§ **取り組む作業**:
**A.** 原文によると、ダクト4はどのような断面を持つ管状部材ですか。
**B.** 原文の「図4】本発明の第1実施形態に」から「数の吸気口が形成されている。」までを一字も変えずに書き写してください。

──────── 原文

図2】本発明の第1実施形態に係る吸水性ポリマー供給装置30の斜視図である。
図3】(a)および(b)は、それぞれ、吸水性ポリマー供給管31を円柱形状とした場合および流線形の断面形状を採用した場合の流れを説明する説明図である。
図4】本発明の第1実施形態に係る吸水性ポリマー6の拡散および混合状態の構成および動作を説明するための吸水性ポリマー供給装置30の模式的断面図である。
図5】(a)および(b)は、それぞれ、本発明の第1実施形態に係る吸水性ポリマー供給部32の平面図および断面図である。
図6】(a)および(b)は、それぞれ、本発明の第1実施形態に係る吸水性ポリマー供給装置30の装着前および装着後の斜視図である。
図7】本発明の第2実施形態に係る吸収体製造装置1の模式的な側断面図である。
図8】本発明の第3実施形態に係る吸水性ポリマー供給装置30の斜視図である。
図9】(a)および(b)は、それぞれ、本発明の第3実施形態に係る吸水性ポリマー供給部32の平面図および底面図である。
図10】(a)および(b)は、それぞれ、本発明の第3実施形態に係る吸水性ポリマー供給部32の正面図である。
【発明を実施するための形態】
【0013】
以下、図面を参照して本発明の実施形態を詳細に説明する。しかしながら、本発明はその実施形態のみに限らず、本発明の概念に帰属する他の吸収性物品に用いられる吸収体の製造装置および製造方法も包含するものである。
【0014】
(第1実施形態)
図1は本発明の第1実施形態に係る吸収体製造装置1の模式的な側断面図である。吸収体製造装置1は、回転ドラム10に向かうように空気流2を導くダクト4を備え、そのダクト4内に繊維素材3および吸水性ポリマー6をそれぞれ投入するための繊維素材投入口21および吸水性ポリマー供給装置30が配設されている。投入された繊維素材3と吸水性ポリマー6は空気流2によって搬送される過程で分散および混合され、その混合物(吸収体材料)が、回転ドラム10の周面に複数設けられた成形型12に堆積することで、吸収体13が形成される。回転ドラム10は吸水性ポリマー投入口33の延在方向と平行な方向に回転軸を有する円筒体を本体とし、成形型12はその周面上に所定の間隔で複数設けられており、各成形型の底部には多数の吸気口が形成されている。
【0015】
ダクト4は、略矩形の断面を有する管状部材であり、回転ドラム10の周面に複数設けられた成形型12は、回転ドラム10の方向11への回転に伴って、ダクト4の排気口に対向する領域を通過して行く。そして、当該対向領域において、成形型12には回転ドラム10の内側から吸引力を作用させることで、ダクト4から排出される空気流が引き込まれ、成形型12には吸収体材料が効率よく堆積してゆく。このようにして成形型12上に形成された吸収体13は、ダクト4の排気口との対向領域から外れた適宜の部位で、成形型12から剥離される。

────────────────
──────── 提供リスト

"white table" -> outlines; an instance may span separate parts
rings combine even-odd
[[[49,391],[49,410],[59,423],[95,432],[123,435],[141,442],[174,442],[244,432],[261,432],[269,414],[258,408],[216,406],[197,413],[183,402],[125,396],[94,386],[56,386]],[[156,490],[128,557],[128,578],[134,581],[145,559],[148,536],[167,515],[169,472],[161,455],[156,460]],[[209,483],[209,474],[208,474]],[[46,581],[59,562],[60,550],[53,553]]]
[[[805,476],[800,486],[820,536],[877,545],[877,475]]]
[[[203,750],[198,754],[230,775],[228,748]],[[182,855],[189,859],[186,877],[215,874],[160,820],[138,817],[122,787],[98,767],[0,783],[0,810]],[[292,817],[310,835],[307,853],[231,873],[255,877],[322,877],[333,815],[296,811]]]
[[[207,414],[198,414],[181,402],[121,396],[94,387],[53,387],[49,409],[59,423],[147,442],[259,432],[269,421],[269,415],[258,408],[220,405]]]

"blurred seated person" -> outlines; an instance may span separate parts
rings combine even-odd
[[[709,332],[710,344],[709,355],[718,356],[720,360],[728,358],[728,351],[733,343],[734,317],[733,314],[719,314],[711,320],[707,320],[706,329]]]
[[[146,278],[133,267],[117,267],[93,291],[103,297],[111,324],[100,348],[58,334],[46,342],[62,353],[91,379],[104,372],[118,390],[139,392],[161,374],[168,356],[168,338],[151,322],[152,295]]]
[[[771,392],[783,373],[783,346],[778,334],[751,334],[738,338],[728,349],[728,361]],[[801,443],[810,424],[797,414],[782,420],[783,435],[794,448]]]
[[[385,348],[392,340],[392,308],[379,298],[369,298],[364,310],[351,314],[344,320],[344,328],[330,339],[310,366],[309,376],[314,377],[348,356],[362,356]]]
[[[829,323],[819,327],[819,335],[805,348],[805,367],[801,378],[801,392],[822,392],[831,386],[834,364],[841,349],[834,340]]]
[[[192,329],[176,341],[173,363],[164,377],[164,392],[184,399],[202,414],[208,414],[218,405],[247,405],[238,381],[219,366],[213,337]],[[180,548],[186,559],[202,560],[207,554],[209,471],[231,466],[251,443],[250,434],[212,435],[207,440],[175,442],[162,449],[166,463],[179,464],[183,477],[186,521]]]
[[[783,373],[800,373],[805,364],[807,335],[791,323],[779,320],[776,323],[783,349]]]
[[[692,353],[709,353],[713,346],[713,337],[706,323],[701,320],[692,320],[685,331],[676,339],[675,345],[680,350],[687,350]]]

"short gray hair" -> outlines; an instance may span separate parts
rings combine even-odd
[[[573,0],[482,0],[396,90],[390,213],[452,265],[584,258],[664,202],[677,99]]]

────────────────

§ **解答全文**:
**A.** 略矩形の断面を持つ管状部材です。

**B.**
図4】本発明の第1実施形態に係る吸水性ポリマー6の拡散および混合状態の構成および動作を説明するための吸水性ポリマー供給装置30の模式的断面図である。
図5】(a)および(b)は、それぞれ、本発明の第1実施形態に係る吸水性ポリマー供給部32の平面図および断面図である。
図6】(a)および(b)は、それぞれ、本発明の第1実施形態に係る吸水性ポリマー供給装置30の装着前および装着後の斜視図である。
図7】本発明の第2実施形態に係る吸収体製造装置1の模式的な側断面図である。
図8】本発明の第3実施形態に係る吸水性ポリマー供給装置30の斜視図である。
図9】(a)および(b)は、それぞれ、本発明の第3実施形態に係る吸水性ポリマー供給部32の平面図および底面図である。
図10】(a)および(b)は、それぞれ、本発明の第3実施形態に係る吸水性ポリマー供給部32の正面図である。
【発明を実施するための形態】
【0013】
以下、図面を参照して本発明の実施形態を詳細に説明する。しかしながら、本発明はその実施形態のみに限らず、本発明の概念に帰属する他の吸収性物品に用いられる吸収体の製造装置および製造方法も包含するものである。
【0014】
(第1実施形態)
図1は本発明の第1実施形態に係る吸収体製造装置1の模式的な側断面図である。吸収体製造装置1は、回転ドラム10に向かうように空気流2を導くダクト4を備え、そのダクト4内に繊維素材3および吸水性ポリマー6をそれぞれ投入するための繊維素材投入口21および吸水性ポリマー供給装置30が配設されている。投入された繊維素材3と吸水性ポリマー6は空気流2によって搬送される過程で分散および混合され、その混合物(吸収体材料)が、回転ドラム10の周面に複数設けられた成形型12に堆積することで、吸収体13が形成される。回転ドラム10は吸水性ポリマー投入口33の延在方向と平行な方向に回転軸を有する円筒体を本体とし、成形型12はその周面上に所定の間隔で複数設けられており、各成形型の底部には多数の吸気口が形成されている。